> _Directions for this task_: The full set of records must be returned exactly, character for character.

[Collected data]

Start of Block

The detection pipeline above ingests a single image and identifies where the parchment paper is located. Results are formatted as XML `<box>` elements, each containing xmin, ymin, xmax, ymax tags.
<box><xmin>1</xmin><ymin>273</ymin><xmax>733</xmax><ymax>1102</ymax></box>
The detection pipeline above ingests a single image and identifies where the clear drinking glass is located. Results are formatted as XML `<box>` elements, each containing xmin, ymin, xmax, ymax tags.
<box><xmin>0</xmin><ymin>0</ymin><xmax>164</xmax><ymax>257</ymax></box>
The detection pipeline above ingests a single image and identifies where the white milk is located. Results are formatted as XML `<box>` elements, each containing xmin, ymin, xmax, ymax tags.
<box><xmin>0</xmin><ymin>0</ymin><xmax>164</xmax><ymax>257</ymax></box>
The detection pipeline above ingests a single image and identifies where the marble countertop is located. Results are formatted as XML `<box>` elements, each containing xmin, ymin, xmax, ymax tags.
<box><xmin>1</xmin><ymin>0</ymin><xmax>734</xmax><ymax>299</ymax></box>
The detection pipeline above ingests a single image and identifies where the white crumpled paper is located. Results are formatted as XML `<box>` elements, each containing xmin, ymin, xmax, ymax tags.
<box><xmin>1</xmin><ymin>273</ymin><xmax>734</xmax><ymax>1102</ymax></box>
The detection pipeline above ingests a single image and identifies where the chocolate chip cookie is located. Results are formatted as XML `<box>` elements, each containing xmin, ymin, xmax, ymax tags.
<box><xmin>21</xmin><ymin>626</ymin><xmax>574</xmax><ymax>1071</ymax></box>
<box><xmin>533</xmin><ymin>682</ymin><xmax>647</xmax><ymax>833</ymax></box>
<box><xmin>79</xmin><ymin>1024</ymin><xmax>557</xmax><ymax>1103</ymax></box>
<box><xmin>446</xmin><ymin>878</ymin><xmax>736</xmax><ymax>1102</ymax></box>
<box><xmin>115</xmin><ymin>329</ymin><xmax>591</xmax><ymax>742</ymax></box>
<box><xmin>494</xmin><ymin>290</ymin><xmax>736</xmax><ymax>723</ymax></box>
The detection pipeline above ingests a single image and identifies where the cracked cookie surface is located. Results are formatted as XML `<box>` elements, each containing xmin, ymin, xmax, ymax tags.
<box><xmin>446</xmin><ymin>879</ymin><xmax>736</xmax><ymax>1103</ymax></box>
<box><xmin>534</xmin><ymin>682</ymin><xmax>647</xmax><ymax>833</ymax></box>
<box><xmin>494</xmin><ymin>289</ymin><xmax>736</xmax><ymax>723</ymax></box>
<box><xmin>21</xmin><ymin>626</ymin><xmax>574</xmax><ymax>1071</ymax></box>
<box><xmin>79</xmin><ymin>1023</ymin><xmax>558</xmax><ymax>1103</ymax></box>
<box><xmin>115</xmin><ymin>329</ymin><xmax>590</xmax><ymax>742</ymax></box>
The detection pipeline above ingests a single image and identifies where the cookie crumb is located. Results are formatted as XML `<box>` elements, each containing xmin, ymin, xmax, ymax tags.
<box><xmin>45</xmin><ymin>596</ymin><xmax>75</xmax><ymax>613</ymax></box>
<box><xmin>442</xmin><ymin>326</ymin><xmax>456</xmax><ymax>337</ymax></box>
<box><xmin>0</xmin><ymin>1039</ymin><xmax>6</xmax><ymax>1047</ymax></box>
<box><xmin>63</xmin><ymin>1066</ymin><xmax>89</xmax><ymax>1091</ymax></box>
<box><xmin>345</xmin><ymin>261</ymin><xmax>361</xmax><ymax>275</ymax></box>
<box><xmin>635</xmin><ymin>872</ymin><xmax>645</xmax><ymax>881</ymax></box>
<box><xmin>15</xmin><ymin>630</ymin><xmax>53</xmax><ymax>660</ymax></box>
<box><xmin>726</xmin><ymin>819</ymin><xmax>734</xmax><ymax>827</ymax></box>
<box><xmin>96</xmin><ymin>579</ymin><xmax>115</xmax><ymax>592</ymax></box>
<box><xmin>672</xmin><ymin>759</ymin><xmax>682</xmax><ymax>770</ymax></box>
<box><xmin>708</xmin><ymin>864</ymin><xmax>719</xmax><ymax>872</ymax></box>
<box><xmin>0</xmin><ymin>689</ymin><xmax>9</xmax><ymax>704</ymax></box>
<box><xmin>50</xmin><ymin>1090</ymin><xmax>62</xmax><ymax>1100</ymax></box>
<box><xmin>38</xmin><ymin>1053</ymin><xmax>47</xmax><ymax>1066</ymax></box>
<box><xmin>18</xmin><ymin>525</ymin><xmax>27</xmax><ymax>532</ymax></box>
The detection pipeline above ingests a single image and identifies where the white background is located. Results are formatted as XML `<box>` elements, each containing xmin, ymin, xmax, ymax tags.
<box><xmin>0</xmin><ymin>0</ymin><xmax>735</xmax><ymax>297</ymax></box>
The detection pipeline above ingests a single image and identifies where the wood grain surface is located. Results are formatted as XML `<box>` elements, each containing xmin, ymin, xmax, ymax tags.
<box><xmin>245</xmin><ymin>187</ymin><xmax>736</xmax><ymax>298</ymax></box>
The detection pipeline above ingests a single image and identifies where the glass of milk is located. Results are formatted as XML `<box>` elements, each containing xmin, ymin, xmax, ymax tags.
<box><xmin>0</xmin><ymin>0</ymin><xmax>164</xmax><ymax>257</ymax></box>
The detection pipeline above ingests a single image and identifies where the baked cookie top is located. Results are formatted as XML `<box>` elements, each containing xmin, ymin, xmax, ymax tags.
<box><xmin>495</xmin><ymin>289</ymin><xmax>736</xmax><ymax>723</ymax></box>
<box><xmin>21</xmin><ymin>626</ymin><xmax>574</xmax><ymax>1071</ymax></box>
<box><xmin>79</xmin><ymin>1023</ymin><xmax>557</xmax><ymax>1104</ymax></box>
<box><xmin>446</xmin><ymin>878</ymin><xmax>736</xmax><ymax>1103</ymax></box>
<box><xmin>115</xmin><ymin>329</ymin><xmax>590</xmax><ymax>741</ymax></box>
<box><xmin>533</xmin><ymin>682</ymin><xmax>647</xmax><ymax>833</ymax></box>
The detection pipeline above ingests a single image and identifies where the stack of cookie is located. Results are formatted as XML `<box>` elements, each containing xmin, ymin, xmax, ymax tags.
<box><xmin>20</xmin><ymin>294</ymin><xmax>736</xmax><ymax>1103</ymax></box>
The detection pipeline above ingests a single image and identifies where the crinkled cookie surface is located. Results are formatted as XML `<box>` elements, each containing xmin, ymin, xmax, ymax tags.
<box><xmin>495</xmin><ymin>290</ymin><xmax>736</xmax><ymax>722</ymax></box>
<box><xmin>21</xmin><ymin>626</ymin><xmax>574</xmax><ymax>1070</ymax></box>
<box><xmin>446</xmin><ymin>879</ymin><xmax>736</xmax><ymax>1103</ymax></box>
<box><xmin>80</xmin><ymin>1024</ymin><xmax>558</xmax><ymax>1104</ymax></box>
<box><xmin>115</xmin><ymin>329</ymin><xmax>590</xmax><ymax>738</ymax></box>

End of Block

> _Response area_:
The detection pipeline above ingests a single image and identifies where the parchment paper is located. Results are formatted as XML `<box>` elements, each containing xmin, ymin, xmax, ymax tags.
<box><xmin>1</xmin><ymin>273</ymin><xmax>733</xmax><ymax>1102</ymax></box>
The detection pipeline above ingests a single image and identifies where the clear drinking glass is located. Results are formatted as XML `<box>` elements, each containing xmin, ymin, xmax, ymax tags.
<box><xmin>0</xmin><ymin>0</ymin><xmax>164</xmax><ymax>257</ymax></box>
The detection pipeline above ingests a single image and identifies where the white milk is located. Results are formatted as XML `<box>` elements, each containing xmin, ymin, xmax, ymax tags.
<box><xmin>0</xmin><ymin>0</ymin><xmax>164</xmax><ymax>257</ymax></box>
The detection pipeline above ingests a single image and identifies where the marble countertop is located. Results are formatted as XML `<box>` elements, each containing xmin, ymin, xmax, ymax tags.
<box><xmin>1</xmin><ymin>0</ymin><xmax>734</xmax><ymax>299</ymax></box>
The detection pipeline above ingests a single image and identifies where the white crumpled paper is located. Results are formatted as XML `<box>` elements, each containing xmin, ymin, xmax, ymax tags.
<box><xmin>1</xmin><ymin>273</ymin><xmax>734</xmax><ymax>1102</ymax></box>
The detection pipeline above ingests a single image and identifies where the chocolate chip cookie is located. Results are formatted as XML `<box>` elements, each containing xmin, ymin, xmax, ymax tags.
<box><xmin>21</xmin><ymin>626</ymin><xmax>574</xmax><ymax>1071</ymax></box>
<box><xmin>533</xmin><ymin>682</ymin><xmax>647</xmax><ymax>833</ymax></box>
<box><xmin>79</xmin><ymin>1024</ymin><xmax>557</xmax><ymax>1103</ymax></box>
<box><xmin>446</xmin><ymin>878</ymin><xmax>736</xmax><ymax>1102</ymax></box>
<box><xmin>115</xmin><ymin>329</ymin><xmax>591</xmax><ymax>742</ymax></box>
<box><xmin>494</xmin><ymin>290</ymin><xmax>736</xmax><ymax>723</ymax></box>
The detection pipeline above ingests a single image and identifies where the cracked cookie surface is located. Results are formatted as XML `<box>` elements, each containing xmin, ymin, xmax, ymax tags.
<box><xmin>446</xmin><ymin>879</ymin><xmax>736</xmax><ymax>1103</ymax></box>
<box><xmin>534</xmin><ymin>682</ymin><xmax>647</xmax><ymax>833</ymax></box>
<box><xmin>494</xmin><ymin>289</ymin><xmax>736</xmax><ymax>723</ymax></box>
<box><xmin>21</xmin><ymin>626</ymin><xmax>574</xmax><ymax>1071</ymax></box>
<box><xmin>79</xmin><ymin>1023</ymin><xmax>558</xmax><ymax>1103</ymax></box>
<box><xmin>115</xmin><ymin>329</ymin><xmax>590</xmax><ymax>742</ymax></box>
The detection pipeline above ingests a single image and identifies where the cookie crumb is located. Results are formatted as XML `<box>` elements, each containing xmin, ymin, xmax, ymax tags.
<box><xmin>45</xmin><ymin>596</ymin><xmax>75</xmax><ymax>613</ymax></box>
<box><xmin>442</xmin><ymin>326</ymin><xmax>456</xmax><ymax>337</ymax></box>
<box><xmin>0</xmin><ymin>1039</ymin><xmax>6</xmax><ymax>1047</ymax></box>
<box><xmin>63</xmin><ymin>1066</ymin><xmax>89</xmax><ymax>1091</ymax></box>
<box><xmin>345</xmin><ymin>261</ymin><xmax>361</xmax><ymax>275</ymax></box>
<box><xmin>635</xmin><ymin>872</ymin><xmax>645</xmax><ymax>881</ymax></box>
<box><xmin>15</xmin><ymin>630</ymin><xmax>53</xmax><ymax>660</ymax></box>
<box><xmin>726</xmin><ymin>819</ymin><xmax>734</xmax><ymax>827</ymax></box>
<box><xmin>96</xmin><ymin>579</ymin><xmax>115</xmax><ymax>592</ymax></box>
<box><xmin>672</xmin><ymin>759</ymin><xmax>682</xmax><ymax>770</ymax></box>
<box><xmin>708</xmin><ymin>864</ymin><xmax>719</xmax><ymax>872</ymax></box>
<box><xmin>0</xmin><ymin>689</ymin><xmax>9</xmax><ymax>704</ymax></box>
<box><xmin>50</xmin><ymin>1090</ymin><xmax>62</xmax><ymax>1100</ymax></box>
<box><xmin>38</xmin><ymin>1053</ymin><xmax>47</xmax><ymax>1066</ymax></box>
<box><xmin>18</xmin><ymin>525</ymin><xmax>27</xmax><ymax>532</ymax></box>
The detection pipeline above ingests a single image and identifies where the white background is located. Results are formatted as XML `<box>` elements, each containing xmin, ymin, xmax, ymax tags.
<box><xmin>0</xmin><ymin>0</ymin><xmax>735</xmax><ymax>297</ymax></box>
The detection pipeline above ingests a single image and identifies where the wood grain surface is located. Results are formatted as XML `<box>` elements, each containing xmin, ymin, xmax, ymax tags.
<box><xmin>245</xmin><ymin>187</ymin><xmax>736</xmax><ymax>298</ymax></box>
The detection pipeline above ingests a single image and identifies where the glass of milk is located. Results are formatted as XML `<box>` elements, each containing xmin, ymin, xmax, ymax tags.
<box><xmin>0</xmin><ymin>0</ymin><xmax>164</xmax><ymax>257</ymax></box>
The detection pipeline above ingests a single image and identifies where the baked cookie top is located. Results are formatted as XML `<box>` elements, each containing xmin, ymin, xmax, ymax tags.
<box><xmin>495</xmin><ymin>289</ymin><xmax>736</xmax><ymax>723</ymax></box>
<box><xmin>21</xmin><ymin>626</ymin><xmax>574</xmax><ymax>1071</ymax></box>
<box><xmin>79</xmin><ymin>1023</ymin><xmax>557</xmax><ymax>1104</ymax></box>
<box><xmin>446</xmin><ymin>878</ymin><xmax>736</xmax><ymax>1103</ymax></box>
<box><xmin>115</xmin><ymin>329</ymin><xmax>590</xmax><ymax>741</ymax></box>
<box><xmin>533</xmin><ymin>682</ymin><xmax>647</xmax><ymax>833</ymax></box>
The detection pipeline above ingests a single image and identifies where the stack of cookie is located. Results are formatted as XML `<box>` elements, each containing xmin, ymin, xmax, ymax tags.
<box><xmin>20</xmin><ymin>294</ymin><xmax>736</xmax><ymax>1103</ymax></box>
The detection pipeline above ingests a single image and identifies where the crinkled cookie surface is located. Results are formatted as XML `<box>` elements, each containing xmin, ymin, xmax, ymax tags.
<box><xmin>495</xmin><ymin>290</ymin><xmax>736</xmax><ymax>722</ymax></box>
<box><xmin>21</xmin><ymin>626</ymin><xmax>574</xmax><ymax>1070</ymax></box>
<box><xmin>446</xmin><ymin>879</ymin><xmax>736</xmax><ymax>1103</ymax></box>
<box><xmin>80</xmin><ymin>1024</ymin><xmax>558</xmax><ymax>1104</ymax></box>
<box><xmin>115</xmin><ymin>329</ymin><xmax>590</xmax><ymax>738</ymax></box>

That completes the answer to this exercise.